## Your instructions
In the text about Gladys Verdejo, reproduce word for word the stretch that runs from "But an invitation" up to and including "of the heart.".

Despite growing up in the Catholic Church and attending parochial school, Gladys Verdejo said that for years her faith didn't extend much beyond attending Sunday Mass.

But an invitation to a worship service at the Lamb's Church of Nazarene in New York City seven years ago changed that.

"I fell in love," said Verdejo, who was born in Puerto Rico, of her experience visiting an evangelical church.

Vox Wrote:Likely, she met people who actually love God instead of just having memorized a bunch of rules. She encountered a community that serves each other, that has some joy about them.

On a recent Sunday at the Lamb’s Church, Verdejo was among a large number of Latino congregants worshipping to gospel songs in Spanish. When the Rev. Gabriel Salguero took to the pulpit, he began his sermon with a fiery message: “Education is power! Ignorance is slavery!”

Vox Wrote:Reverend Salguero needs to get more educated about History, then embrace Tradition and continue focusing on conversion of the heart.

## Listed entries
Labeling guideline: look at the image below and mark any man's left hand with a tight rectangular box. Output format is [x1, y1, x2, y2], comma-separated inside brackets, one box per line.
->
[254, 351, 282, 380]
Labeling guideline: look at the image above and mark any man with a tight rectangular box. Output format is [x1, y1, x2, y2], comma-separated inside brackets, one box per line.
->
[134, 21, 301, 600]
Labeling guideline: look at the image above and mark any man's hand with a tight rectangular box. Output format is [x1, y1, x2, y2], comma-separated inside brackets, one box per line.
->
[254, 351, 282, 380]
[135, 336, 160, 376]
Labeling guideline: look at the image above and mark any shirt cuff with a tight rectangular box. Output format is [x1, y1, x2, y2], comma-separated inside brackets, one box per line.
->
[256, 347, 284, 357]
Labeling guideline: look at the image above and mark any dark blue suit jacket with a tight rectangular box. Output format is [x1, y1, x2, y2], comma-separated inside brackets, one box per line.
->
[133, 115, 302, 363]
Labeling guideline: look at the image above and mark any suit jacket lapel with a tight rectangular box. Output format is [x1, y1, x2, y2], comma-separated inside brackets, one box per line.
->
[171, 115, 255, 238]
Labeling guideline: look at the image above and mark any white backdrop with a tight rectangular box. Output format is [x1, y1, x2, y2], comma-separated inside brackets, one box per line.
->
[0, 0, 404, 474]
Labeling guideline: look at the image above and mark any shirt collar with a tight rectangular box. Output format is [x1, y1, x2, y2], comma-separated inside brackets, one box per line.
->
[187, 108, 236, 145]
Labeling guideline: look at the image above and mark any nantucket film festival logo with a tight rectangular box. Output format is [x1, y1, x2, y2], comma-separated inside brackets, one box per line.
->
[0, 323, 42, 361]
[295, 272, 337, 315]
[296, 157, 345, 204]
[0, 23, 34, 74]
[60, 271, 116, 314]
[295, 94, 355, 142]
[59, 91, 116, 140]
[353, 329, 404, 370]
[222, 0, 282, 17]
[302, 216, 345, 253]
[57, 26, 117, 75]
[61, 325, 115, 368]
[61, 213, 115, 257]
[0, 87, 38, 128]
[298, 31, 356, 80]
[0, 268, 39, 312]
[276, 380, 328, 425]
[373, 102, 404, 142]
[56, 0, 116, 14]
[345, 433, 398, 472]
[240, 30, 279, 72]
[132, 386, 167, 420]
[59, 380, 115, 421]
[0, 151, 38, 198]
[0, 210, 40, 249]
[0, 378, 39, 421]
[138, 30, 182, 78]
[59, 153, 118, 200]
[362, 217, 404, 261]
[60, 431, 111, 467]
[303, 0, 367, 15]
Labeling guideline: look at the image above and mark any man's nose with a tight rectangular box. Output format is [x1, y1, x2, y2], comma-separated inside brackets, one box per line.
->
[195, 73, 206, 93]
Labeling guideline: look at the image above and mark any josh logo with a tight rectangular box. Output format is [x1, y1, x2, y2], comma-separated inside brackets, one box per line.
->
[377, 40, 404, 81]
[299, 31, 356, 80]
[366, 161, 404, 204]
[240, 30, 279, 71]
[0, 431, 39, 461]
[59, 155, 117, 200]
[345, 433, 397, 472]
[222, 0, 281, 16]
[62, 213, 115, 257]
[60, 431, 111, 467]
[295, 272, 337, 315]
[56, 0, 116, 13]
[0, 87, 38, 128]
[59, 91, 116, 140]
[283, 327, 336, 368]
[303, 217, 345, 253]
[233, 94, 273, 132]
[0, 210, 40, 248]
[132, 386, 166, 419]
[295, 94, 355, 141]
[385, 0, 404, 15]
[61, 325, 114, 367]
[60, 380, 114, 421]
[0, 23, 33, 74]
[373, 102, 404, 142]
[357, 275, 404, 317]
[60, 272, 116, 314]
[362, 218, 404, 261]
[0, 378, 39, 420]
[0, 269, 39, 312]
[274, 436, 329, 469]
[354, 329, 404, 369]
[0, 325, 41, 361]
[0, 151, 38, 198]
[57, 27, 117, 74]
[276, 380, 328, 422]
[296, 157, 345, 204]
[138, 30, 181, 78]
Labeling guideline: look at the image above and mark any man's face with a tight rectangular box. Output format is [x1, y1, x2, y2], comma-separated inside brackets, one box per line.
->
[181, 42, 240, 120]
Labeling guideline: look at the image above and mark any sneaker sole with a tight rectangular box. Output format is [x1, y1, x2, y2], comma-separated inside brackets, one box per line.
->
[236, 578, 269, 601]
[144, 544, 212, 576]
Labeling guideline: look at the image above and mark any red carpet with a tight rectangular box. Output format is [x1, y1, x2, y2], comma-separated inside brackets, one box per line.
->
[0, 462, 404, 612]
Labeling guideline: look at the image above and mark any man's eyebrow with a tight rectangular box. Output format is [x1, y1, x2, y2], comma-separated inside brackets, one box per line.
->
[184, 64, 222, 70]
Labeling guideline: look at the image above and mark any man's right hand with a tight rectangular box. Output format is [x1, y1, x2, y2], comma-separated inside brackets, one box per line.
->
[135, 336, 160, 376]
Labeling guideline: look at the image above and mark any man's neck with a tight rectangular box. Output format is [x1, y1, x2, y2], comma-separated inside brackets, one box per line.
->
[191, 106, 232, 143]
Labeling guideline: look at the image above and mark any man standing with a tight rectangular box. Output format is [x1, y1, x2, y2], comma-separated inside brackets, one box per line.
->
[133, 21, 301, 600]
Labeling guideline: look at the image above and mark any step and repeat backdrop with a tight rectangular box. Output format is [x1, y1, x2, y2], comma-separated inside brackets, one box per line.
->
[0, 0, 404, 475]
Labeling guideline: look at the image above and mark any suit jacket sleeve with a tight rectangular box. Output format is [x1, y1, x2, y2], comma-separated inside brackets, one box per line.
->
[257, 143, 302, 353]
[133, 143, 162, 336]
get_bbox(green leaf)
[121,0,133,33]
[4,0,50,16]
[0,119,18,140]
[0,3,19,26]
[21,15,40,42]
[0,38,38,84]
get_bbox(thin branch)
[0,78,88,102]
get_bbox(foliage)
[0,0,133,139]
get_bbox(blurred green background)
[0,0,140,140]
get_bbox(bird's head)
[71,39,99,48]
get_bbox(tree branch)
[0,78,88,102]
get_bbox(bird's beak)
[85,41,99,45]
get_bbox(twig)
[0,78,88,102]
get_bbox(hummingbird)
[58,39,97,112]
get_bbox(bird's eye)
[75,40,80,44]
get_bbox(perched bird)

## Reply
But an invitation to a worship service at the Lamb's Church of Nazarene in New York City seven years ago changed that.

"I fell in love," said Verdejo, who was born in Puerto Rico, of her experience visiting an evangelical church.

Vox Wrote:Likely, she met people who actually love God instead of just having memorized a bunch of rules. She encountered a community that serves each other, that has some joy about them.

On a recent Sunday at the Lamb’s Church, Verdejo was among a large number of Latino congregants worshipping to gospel songs in Spanish. When the Rev. Gabriel Salguero took to the pulpit, he began his sermon with a fiery message: “Education is power! Ignorance is slavery!”

Vox Wrote:Reverend Salguero needs to get more educated about History, then embrace Tradition and continue focusing on conversion of the heart.